------ INPUT ------

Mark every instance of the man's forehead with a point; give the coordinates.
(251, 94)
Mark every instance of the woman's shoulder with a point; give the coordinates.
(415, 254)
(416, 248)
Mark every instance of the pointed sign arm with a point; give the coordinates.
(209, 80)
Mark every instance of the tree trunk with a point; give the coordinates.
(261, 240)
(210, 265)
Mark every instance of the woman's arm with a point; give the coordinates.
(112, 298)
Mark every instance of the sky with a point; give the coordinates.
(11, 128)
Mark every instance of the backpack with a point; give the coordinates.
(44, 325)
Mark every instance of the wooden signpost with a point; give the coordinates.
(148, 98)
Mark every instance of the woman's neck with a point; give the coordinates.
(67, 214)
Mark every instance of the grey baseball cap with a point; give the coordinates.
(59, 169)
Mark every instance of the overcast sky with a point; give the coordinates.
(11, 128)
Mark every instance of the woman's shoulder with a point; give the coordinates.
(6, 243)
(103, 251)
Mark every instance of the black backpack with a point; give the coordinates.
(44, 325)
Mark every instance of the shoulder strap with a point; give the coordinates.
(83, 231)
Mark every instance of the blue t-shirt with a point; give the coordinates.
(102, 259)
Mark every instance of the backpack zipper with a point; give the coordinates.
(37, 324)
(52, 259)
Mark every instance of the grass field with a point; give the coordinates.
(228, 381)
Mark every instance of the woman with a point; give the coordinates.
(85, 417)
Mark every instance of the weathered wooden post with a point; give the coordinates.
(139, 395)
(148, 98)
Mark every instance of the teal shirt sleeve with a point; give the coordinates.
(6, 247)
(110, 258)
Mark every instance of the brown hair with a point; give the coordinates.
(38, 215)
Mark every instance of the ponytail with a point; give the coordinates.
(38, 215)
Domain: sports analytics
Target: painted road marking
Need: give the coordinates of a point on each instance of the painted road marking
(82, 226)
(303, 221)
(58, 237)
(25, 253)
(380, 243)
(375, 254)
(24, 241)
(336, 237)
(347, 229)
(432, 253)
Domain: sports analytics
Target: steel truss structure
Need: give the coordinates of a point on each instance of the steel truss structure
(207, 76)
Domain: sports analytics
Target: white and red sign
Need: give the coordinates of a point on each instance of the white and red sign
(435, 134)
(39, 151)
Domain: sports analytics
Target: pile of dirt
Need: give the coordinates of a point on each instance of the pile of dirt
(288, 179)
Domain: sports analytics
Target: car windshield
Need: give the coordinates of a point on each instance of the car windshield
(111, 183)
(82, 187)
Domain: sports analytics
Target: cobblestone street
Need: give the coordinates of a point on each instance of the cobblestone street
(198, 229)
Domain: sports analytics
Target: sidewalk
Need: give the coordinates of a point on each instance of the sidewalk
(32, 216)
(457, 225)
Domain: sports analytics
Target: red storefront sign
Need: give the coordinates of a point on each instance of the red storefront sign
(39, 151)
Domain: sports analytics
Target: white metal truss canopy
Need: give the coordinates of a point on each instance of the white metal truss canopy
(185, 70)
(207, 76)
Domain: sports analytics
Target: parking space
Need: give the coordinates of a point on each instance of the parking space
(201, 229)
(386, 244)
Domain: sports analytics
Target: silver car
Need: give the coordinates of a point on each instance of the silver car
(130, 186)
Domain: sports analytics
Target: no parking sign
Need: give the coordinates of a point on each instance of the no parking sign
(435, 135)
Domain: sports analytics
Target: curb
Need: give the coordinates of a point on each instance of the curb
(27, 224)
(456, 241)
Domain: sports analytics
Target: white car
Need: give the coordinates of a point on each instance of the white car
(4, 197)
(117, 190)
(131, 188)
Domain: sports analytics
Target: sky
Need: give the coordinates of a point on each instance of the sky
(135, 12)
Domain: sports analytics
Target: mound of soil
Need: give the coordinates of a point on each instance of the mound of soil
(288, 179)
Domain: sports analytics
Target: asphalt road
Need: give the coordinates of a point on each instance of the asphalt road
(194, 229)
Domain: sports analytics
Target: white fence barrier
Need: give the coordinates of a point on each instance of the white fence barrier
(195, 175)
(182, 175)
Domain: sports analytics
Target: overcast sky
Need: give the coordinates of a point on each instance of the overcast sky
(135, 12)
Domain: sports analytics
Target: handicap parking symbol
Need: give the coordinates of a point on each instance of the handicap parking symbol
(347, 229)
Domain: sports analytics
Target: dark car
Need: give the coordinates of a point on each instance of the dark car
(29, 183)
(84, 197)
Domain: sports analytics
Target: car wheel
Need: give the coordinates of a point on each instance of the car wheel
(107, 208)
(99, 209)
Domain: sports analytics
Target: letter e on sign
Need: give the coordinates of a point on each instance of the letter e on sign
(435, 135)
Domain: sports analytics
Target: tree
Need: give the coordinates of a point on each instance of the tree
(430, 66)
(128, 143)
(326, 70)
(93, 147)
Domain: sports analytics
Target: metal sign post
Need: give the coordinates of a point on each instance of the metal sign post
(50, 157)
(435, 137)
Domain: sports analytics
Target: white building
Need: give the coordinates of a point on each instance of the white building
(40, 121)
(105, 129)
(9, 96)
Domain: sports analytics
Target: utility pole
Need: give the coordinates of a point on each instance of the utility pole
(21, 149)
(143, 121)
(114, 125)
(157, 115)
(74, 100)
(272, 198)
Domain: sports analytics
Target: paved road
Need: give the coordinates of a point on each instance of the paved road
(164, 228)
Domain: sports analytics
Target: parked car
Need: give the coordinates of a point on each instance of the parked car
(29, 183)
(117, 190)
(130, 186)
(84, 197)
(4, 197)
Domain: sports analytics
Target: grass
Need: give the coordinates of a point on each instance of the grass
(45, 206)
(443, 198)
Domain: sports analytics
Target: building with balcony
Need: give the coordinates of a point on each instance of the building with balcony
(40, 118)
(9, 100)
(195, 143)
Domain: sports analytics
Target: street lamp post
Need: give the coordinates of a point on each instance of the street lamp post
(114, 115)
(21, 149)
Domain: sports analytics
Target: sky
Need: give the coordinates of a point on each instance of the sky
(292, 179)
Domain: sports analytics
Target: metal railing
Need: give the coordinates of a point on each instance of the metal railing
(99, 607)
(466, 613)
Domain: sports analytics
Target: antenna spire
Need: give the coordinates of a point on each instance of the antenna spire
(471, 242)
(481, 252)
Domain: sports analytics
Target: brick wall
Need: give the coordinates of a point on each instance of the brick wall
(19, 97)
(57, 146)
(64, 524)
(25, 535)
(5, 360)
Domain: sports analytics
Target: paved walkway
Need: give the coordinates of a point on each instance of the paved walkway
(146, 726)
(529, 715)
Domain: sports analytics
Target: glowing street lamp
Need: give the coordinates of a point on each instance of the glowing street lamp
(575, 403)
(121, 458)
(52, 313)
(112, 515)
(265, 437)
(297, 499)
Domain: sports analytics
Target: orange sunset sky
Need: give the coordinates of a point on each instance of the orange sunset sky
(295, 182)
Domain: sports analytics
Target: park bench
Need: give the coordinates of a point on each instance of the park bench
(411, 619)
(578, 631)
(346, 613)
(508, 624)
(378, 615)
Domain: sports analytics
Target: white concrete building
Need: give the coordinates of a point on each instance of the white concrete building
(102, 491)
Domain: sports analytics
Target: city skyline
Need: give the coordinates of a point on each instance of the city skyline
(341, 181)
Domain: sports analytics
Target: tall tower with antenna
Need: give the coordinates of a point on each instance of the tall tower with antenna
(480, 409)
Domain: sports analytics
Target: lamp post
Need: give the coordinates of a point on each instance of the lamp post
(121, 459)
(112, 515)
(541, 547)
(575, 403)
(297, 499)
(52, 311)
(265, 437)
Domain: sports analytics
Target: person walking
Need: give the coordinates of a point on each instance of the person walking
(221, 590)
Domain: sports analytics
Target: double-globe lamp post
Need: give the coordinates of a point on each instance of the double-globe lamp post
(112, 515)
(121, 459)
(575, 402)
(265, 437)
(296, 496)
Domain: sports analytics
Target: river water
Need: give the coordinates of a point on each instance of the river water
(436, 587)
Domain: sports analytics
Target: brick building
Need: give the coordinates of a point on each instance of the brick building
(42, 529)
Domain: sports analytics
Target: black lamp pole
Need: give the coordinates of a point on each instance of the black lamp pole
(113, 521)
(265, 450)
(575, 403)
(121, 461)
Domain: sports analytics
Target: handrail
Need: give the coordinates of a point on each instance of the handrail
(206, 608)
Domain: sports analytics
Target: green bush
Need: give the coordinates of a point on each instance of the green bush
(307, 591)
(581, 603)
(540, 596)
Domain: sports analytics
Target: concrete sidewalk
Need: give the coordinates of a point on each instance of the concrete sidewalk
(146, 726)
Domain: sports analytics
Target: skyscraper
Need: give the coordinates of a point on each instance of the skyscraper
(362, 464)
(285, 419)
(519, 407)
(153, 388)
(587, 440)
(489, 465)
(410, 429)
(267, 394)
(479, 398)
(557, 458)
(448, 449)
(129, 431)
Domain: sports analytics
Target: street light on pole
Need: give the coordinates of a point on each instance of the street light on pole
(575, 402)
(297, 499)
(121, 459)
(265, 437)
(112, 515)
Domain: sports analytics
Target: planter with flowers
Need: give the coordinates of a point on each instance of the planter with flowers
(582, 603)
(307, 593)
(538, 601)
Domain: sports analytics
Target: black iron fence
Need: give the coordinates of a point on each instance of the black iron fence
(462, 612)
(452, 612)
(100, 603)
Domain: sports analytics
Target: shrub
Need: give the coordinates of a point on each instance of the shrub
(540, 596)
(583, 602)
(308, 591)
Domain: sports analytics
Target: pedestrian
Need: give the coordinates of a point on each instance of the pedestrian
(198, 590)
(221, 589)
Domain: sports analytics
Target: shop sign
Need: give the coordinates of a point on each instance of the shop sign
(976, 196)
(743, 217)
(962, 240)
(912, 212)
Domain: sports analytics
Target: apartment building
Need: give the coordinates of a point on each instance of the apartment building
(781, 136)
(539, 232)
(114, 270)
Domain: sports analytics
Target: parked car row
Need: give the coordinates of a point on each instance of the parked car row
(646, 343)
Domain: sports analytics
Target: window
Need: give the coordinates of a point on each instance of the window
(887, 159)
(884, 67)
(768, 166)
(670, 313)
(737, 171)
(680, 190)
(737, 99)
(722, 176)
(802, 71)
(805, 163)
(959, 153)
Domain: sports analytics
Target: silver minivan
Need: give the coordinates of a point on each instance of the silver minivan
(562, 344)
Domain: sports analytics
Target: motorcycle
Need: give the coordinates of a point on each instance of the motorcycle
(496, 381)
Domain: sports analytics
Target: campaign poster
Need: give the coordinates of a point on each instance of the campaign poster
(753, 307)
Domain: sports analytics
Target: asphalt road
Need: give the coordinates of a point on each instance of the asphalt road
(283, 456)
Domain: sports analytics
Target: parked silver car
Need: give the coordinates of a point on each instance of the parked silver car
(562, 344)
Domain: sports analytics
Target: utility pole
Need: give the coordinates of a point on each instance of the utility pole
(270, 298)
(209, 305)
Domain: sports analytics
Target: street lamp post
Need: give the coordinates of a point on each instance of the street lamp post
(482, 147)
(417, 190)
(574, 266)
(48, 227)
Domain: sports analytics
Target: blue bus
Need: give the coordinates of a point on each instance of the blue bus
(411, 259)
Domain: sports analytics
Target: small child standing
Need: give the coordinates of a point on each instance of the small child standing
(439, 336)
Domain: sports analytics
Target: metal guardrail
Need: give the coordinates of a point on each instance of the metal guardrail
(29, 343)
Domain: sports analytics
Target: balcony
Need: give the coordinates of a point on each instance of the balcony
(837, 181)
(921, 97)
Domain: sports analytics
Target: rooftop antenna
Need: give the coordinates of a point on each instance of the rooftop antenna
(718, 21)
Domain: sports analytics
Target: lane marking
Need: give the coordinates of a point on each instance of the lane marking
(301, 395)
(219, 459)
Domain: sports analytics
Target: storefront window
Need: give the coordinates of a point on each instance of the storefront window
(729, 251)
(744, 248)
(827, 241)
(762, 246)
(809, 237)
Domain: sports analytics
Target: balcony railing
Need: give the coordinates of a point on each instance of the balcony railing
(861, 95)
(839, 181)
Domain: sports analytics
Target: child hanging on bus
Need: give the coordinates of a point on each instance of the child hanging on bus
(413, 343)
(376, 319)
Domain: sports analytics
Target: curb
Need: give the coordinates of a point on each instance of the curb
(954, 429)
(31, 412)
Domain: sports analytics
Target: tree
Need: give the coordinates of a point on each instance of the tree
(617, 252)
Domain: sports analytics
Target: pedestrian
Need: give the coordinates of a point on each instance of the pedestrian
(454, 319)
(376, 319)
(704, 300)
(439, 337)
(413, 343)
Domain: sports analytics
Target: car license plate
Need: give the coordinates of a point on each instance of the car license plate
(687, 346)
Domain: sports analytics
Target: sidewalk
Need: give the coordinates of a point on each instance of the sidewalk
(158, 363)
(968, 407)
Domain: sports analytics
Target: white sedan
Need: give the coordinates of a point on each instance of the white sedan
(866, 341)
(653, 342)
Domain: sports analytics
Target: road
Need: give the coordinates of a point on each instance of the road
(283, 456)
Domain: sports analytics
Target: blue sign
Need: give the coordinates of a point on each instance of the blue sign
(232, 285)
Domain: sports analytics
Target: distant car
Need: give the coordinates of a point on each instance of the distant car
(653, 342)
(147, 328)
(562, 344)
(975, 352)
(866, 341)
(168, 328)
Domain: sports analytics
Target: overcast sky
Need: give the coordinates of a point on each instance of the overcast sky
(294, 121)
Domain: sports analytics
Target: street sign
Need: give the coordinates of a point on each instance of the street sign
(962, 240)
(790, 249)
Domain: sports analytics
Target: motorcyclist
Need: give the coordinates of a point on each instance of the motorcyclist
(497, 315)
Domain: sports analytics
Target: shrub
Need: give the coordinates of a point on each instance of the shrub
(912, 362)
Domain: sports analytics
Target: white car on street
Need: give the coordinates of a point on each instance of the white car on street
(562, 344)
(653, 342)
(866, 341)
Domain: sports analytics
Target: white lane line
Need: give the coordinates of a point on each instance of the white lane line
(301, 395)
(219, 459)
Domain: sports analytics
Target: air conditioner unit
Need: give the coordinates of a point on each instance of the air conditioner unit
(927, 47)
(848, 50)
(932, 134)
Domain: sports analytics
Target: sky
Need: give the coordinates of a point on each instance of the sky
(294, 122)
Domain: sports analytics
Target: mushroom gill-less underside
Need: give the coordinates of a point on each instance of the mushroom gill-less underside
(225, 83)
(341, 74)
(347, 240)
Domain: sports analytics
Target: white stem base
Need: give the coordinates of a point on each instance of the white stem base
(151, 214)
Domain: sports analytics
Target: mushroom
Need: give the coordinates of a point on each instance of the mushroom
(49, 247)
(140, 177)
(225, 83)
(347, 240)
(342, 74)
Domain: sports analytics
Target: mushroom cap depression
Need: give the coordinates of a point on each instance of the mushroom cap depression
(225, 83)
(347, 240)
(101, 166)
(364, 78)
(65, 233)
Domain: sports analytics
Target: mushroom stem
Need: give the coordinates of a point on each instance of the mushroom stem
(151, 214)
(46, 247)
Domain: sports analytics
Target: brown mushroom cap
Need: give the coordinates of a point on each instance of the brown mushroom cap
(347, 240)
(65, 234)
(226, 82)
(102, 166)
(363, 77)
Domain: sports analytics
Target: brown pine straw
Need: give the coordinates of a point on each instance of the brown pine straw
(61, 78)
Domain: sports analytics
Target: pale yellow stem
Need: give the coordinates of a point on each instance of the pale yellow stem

------

_ASSIGNED TASK_
Where a line above holds the string "yellow", show that line.

_EXERCISE OUTPUT_
Target: pale yellow stem
Need: give the coordinates of a point on each instance of the pale yellow stem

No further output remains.